## start EXTRACTED RECORDS
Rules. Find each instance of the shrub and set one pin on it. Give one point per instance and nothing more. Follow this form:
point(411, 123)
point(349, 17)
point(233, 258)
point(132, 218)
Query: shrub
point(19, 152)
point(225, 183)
## end EXTRACTED RECORDS
Retype the entries above line for line, with no changes.

Rules. Find each instance of the shrub and set one pin on it. Give one point per instance and nothing more. Follow this form:
point(411, 123)
point(349, 17)
point(233, 258)
point(132, 218)
Query: shrub
point(19, 152)
point(225, 183)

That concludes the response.